## THE EXERCISE
Could you convert the lines below into a JSON list of strings, one string per line, with blank lines dropped and the pictures left out?

(Items in a dataset)
-.-.-

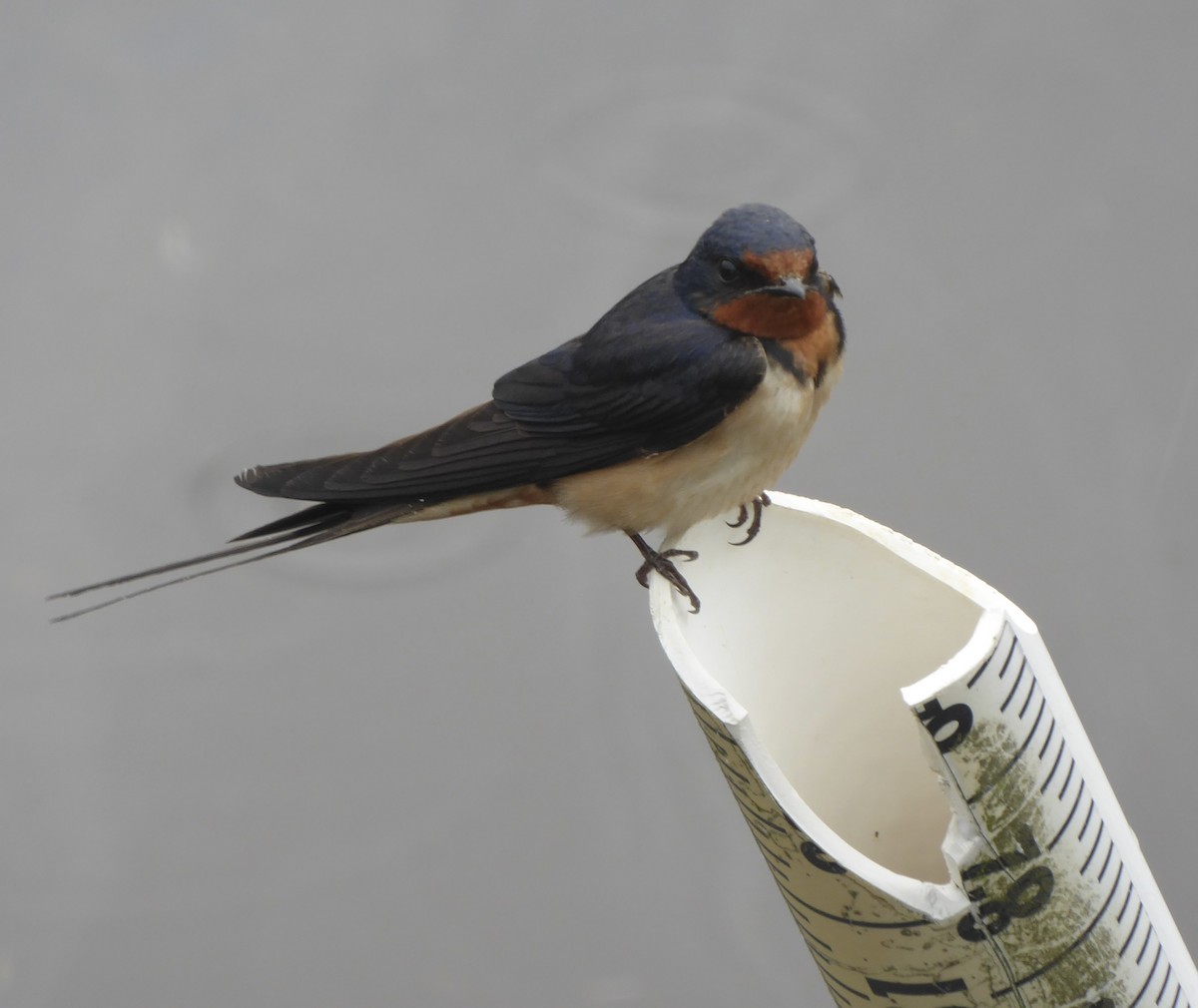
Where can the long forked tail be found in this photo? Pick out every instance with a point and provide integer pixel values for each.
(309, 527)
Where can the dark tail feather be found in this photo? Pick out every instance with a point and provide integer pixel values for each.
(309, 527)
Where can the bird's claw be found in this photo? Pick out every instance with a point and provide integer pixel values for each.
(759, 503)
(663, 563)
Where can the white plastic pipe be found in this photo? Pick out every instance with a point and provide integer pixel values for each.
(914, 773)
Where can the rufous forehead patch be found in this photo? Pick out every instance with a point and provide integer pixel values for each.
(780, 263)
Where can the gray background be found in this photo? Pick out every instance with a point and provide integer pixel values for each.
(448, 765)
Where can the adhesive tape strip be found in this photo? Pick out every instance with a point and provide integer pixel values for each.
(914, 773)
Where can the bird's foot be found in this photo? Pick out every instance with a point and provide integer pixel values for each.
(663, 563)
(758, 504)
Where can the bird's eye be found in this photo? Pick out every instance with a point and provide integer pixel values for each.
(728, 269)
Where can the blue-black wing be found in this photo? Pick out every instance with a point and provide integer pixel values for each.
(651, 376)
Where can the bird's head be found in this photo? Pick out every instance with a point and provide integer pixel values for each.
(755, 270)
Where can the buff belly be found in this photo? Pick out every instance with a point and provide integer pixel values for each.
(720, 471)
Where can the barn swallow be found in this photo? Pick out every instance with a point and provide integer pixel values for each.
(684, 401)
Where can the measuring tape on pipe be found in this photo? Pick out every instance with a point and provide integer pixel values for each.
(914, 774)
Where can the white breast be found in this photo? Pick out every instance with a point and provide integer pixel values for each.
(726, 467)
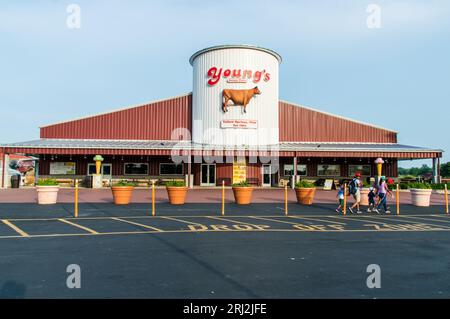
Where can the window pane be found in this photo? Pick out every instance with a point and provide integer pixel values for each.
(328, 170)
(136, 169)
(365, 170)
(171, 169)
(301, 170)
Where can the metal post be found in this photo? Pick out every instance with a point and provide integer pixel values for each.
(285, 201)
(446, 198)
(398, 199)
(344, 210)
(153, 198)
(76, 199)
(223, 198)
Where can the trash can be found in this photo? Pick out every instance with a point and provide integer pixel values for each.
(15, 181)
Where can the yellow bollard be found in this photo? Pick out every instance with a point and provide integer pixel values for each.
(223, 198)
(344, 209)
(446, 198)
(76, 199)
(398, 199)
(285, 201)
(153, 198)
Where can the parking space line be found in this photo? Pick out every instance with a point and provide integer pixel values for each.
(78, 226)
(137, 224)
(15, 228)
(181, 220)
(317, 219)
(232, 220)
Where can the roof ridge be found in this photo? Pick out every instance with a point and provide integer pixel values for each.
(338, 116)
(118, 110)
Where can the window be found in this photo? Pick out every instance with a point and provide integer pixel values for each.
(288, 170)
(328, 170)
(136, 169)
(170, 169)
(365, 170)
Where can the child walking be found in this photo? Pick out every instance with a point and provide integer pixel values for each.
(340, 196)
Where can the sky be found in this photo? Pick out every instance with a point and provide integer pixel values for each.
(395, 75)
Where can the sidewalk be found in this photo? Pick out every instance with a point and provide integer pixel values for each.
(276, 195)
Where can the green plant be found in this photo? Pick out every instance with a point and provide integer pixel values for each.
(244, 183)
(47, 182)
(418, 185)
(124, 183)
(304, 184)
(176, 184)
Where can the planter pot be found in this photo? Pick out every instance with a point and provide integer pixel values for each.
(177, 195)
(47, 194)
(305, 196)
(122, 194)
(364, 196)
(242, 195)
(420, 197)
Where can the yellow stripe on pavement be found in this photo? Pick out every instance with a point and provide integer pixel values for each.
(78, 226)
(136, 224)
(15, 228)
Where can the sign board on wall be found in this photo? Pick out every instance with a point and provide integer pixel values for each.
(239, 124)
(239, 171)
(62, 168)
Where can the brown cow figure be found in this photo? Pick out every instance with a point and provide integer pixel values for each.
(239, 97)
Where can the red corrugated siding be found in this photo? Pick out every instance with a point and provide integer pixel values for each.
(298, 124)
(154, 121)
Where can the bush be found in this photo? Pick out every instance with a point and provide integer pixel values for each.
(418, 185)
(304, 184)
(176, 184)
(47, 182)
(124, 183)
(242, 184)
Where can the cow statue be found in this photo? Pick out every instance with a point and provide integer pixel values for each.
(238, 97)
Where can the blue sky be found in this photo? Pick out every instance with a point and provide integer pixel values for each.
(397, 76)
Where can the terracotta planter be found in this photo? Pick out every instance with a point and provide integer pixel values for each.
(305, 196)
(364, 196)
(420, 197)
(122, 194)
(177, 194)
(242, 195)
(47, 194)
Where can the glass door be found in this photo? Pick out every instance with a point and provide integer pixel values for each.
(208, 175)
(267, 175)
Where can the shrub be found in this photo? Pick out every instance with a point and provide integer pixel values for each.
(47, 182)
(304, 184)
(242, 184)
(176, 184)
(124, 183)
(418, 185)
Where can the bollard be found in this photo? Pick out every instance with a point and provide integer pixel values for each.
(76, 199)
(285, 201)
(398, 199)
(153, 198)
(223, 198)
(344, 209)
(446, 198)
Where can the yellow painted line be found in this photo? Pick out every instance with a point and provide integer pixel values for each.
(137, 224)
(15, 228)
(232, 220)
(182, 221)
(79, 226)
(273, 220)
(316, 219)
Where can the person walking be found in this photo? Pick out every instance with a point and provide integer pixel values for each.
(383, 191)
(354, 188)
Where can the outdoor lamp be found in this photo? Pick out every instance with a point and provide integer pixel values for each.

-.-.-

## SOLUTION FOR THIS PROBLEM
[
  "Where can the long forked tail be found in this photo? Pick out every instance with a point and provide integer pixel values for each.",
  "(309, 527)",
  "Where can the dark tail feather be found in this photo? Pick out every instance with a point and provide integer pixel values for each.",
  "(309, 527)",
  "Where can the bird's claw be found in this photo? Pick out every instance with a point and provide integer pixel values for each.",
  "(759, 503)",
  "(663, 563)",
  "Where can the white plastic pipe be found in this photo? Pick out every instance with a point and provide integer pixel values for each.",
  "(914, 773)",
  "Where can the rufous forehead patch be found in this photo? Pick out every instance with a point and provide integer pixel values for each.",
  "(780, 263)",
  "Where can the gray background be found in this photo? Pick out every instance with a point and provide integer pixel values for each.",
  "(448, 765)",
  "Where can the adhesive tape strip be found in this photo? Pick out every instance with a point and provide integer pixel values for each.",
  "(914, 773)",
  "Where can the bird's foot be found in this photo? Pick out every instance with a point and provide integer pixel values for each.",
  "(663, 563)",
  "(758, 504)",
  "Where can the bird's eye be found in this photo? Pick out every instance with a point and provide integer pixel values for each.",
  "(728, 269)",
  "Where can the blue-black wing be found in this photo? Pick out every instance with a point and provide integer pixel values for each.",
  "(651, 376)",
  "Where can the bird's head be found in this photo? Pick out every instance with a point and provide integer pixel values for each.",
  "(755, 270)",
  "Where can the buff belly be found in this photo? Pick out every instance with a point and provide integer pixel values for each.",
  "(720, 471)",
  "Where can the barn swallow be found in this photo? Pick out every instance with a point and provide integer pixel values for each.",
  "(684, 401)",
  "Where can the measuring tape on pipe be found in this photo? Pick out every instance with a point and provide integer pixel values for each.",
  "(914, 774)",
  "Where can the white breast be found in this photo? Pick out every instance with a point and provide integer pixel values for each.",
  "(726, 467)",
  "Where can the window pane be found in this photo? Pick out every instance with a point and provide integer pixel values for each.",
  "(328, 170)",
  "(136, 169)",
  "(365, 170)",
  "(171, 169)",
  "(301, 170)",
  "Where can the metal post be found in this photo? Pick out every instance with a point and provide integer pixel values for each.",
  "(285, 201)",
  "(446, 198)",
  "(398, 199)",
  "(344, 210)",
  "(153, 198)",
  "(76, 199)",
  "(223, 198)",
  "Where can the trash can be found in this photo? Pick out every instance with a point and provide integer pixel values for each.",
  "(15, 181)",
  "Where can the yellow bollard be found in this photo? Pick out every instance with a point and provide integer pixel values for each.",
  "(223, 198)",
  "(344, 209)",
  "(446, 198)",
  "(76, 199)",
  "(398, 199)",
  "(285, 201)",
  "(153, 198)",
  "Where can the parking space line be found in this photo? Pick out every instance with a point and provide integer pixel values for each.",
  "(78, 226)",
  "(137, 224)",
  "(15, 228)",
  "(181, 220)",
  "(317, 219)",
  "(232, 220)",
  "Where can the roof ridge be found in this photo? Pick out every instance with a point and provide integer pixel values for each.",
  "(338, 116)",
  "(118, 110)",
  "Where can the window be found in this photo? Pick out every instance with a point and provide integer pixel values for each.",
  "(288, 170)",
  "(328, 170)",
  "(136, 169)",
  "(170, 169)",
  "(365, 170)",
  "Where can the child walking be found in this photo? Pick out every instance with a point and provide integer pixel values for each.",
  "(340, 196)",
  "Where can the sky be found in this photo? Pick out every instance with a point and provide integer pixel values for each.",
  "(395, 75)",
  "Where can the sidewalk be found in this photo? Pick out every instance with a point and provide integer pixel values for each.",
  "(276, 195)",
  "Where can the green plant be found in this photo? Pick out every instance with a point and provide integer pixel values for each.",
  "(244, 183)",
  "(47, 182)",
  "(418, 185)",
  "(124, 183)",
  "(304, 184)",
  "(176, 184)",
  "Where can the planter pot be found in this photo? Pick out every instance with a point and provide integer pixel values for each.",
  "(177, 195)",
  "(47, 194)",
  "(305, 196)",
  "(122, 194)",
  "(364, 196)",
  "(242, 195)",
  "(420, 197)",
  "Where can the yellow stripe on pavement be found in this photo? Pick out every instance with a point and provide integer pixel values for each.",
  "(78, 226)",
  "(136, 224)",
  "(15, 228)",
  "Where can the sign board on wall be found in this photo? Pick out every instance with a point and provide integer pixel values for each.",
  "(239, 124)",
  "(239, 171)",
  "(62, 168)",
  "Where can the brown cow figure be found in this photo? Pick out every instance with a point and provide integer pixel values for each.",
  "(239, 97)",
  "Where can the red corrugated siding be found in this photo? Pick out every instance with a point and provide integer pixel values for each.",
  "(298, 124)",
  "(154, 121)",
  "Where can the bush be found in this photo? Pick out every instance with a point and provide integer pixel values for each.",
  "(418, 185)",
  "(304, 184)",
  "(176, 184)",
  "(47, 182)",
  "(124, 183)",
  "(242, 184)",
  "Where can the cow statue be found in this photo? Pick out every instance with a point and provide integer pixel values for each.",
  "(238, 97)",
  "Where can the blue sky be found in this photo? Pick out every instance with a point and provide integer pixel values for each.",
  "(397, 76)",
  "Where can the terracotta planter be found in this photo? Pick out every instance with a point and provide integer pixel values for each.",
  "(305, 196)",
  "(364, 196)",
  "(420, 197)",
  "(122, 194)",
  "(177, 194)",
  "(242, 195)",
  "(47, 194)",
  "Where can the glass door be found in this photo? Pick out every instance with a point and provide integer pixel values for each.",
  "(208, 175)",
  "(267, 175)",
  "Where can the shrub be found in this photo? Pick out every instance with a point and provide integer pixel values for each.",
  "(47, 182)",
  "(304, 184)",
  "(242, 184)",
  "(176, 184)",
  "(124, 183)",
  "(418, 185)",
  "Where can the bollard be found in this photo? Pick out every instance with a point and provide integer pixel values for each.",
  "(76, 199)",
  "(285, 201)",
  "(398, 199)",
  "(153, 198)",
  "(223, 198)",
  "(344, 209)",
  "(446, 198)",
  "Where can the yellow painted line be found in this photo? Pick out every instance with a point and provide integer pixel values for each.",
  "(137, 224)",
  "(15, 228)",
  "(232, 220)",
  "(182, 221)",
  "(79, 226)",
  "(273, 220)",
  "(316, 219)",
  "Where can the person walking be found in this photo? Pick out every instance with a point and provide integer pixel values for each.",
  "(383, 191)",
  "(354, 188)",
  "Where can the outdoor lamp be found in this photo? Pick out every instance with a point and provide integer pixel values for each."
]